→ INPUT MATERIAL:
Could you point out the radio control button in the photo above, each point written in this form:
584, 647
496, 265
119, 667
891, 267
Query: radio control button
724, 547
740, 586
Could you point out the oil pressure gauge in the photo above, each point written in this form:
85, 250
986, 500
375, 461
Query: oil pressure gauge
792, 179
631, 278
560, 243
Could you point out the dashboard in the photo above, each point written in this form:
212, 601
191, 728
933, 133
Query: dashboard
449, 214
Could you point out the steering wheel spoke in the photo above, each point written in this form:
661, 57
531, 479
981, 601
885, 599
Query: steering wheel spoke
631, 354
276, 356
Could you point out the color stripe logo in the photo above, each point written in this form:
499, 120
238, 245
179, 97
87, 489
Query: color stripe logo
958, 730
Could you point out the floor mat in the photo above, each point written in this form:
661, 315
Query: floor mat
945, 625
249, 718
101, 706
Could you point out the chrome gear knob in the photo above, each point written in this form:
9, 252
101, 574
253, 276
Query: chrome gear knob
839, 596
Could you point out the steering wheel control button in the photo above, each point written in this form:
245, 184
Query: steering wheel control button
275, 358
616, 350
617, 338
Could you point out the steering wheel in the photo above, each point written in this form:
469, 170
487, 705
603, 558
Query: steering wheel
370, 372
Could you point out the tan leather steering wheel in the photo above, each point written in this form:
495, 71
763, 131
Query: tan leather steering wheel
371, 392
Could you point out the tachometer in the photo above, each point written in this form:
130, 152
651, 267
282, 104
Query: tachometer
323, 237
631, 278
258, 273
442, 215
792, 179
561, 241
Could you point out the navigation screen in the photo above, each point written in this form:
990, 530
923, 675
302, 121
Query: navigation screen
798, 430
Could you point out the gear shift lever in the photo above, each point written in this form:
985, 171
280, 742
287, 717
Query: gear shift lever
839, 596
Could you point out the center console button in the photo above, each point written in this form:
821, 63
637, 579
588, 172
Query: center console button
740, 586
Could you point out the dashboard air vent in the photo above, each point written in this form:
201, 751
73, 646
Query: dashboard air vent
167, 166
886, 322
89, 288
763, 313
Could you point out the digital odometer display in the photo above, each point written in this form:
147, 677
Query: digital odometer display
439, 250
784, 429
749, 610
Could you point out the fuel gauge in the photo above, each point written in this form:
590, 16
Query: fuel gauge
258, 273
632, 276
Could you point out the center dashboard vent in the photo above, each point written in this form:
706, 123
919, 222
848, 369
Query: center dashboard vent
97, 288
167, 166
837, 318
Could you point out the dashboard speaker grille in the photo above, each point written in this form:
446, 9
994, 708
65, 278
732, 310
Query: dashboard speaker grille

→ WHAT IS REQUIRED: Each line above must be output exactly as it stands.

→ TASK OUTPUT:
Could you point out the radio control button in the photo above, each point written in this form:
584, 647
496, 265
119, 667
891, 267
Query: radio control button
724, 547
740, 586
Could you point out the oil pressure gauge in the photo above, each point written in this form:
85, 250
986, 500
375, 461
Query: oil pressure gauge
792, 179
631, 278
560, 243
Could you point out the dashboard in the photo above, each point written in this form:
212, 601
191, 728
933, 133
Query: dashboard
449, 214
Could you point out the steering wheel spoke in the photo above, each point written in this form:
661, 57
531, 479
981, 601
885, 599
Query: steering wheel spoke
631, 354
276, 356
Could you point out the color stripe logo in the photo above, each point written in this form:
499, 120
238, 245
179, 97
87, 489
Query: color stripe logo
958, 730
Could you point out the floor mat in the photo above, each point written in this form:
661, 315
Query: floor mat
945, 625
249, 718
101, 706
Could you point out the chrome gear knob in the photo above, each point written in this form:
9, 252
101, 574
253, 276
Query: chrome gear knob
839, 596
Could you point out the steering wheel control button in the photo above, each point written in this form:
245, 184
Query: steering wheel control button
275, 358
616, 350
617, 338
Could you point out the steering wheel in the photo above, each point written in this form:
469, 170
487, 705
603, 558
Query: steering wheel
370, 372
Could you point out the tan leather steering wheel in the photo above, each point written in this form:
495, 71
763, 131
Query: tan leather steering wheel
371, 392
Could you point out the tachometer in the photo above, each point written in this form:
130, 152
651, 267
282, 104
Query: tachometer
323, 237
631, 278
258, 273
442, 215
792, 179
561, 241
Could you point out the navigation screen in the photo above, each point written in this form:
990, 530
923, 675
302, 121
Query: navigation screen
798, 430
Could you point out the gear shift lever in the photo above, each point written in this form:
985, 171
280, 742
287, 717
Query: gear shift lever
839, 596
Could you point out the center console button in the photo above, each point written in this form:
821, 63
637, 579
588, 172
Query: center console button
740, 586
Could you point out the dashboard air vent in the photo above, each point written in this form:
201, 751
73, 646
Query: dashboard air vent
167, 166
886, 322
89, 288
763, 313
Could you point out the digital odometer display in the photo above, each point written in this form:
147, 677
Query: digital odometer display
439, 250
784, 429
749, 610
Could you point out the fuel gauge in the photo above, each point written in this form:
590, 16
Query: fuel gauge
258, 273
632, 276
Could you point out the center dashboard vent in the photo above, each point written in this form:
706, 123
919, 222
848, 369
Query: center dashboard vent
97, 288
167, 166
837, 318
Could you point out the dashboard speaker grille in the photo above, each point written in this form:
446, 9
994, 708
65, 278
732, 310
Query: dashboard speaker grille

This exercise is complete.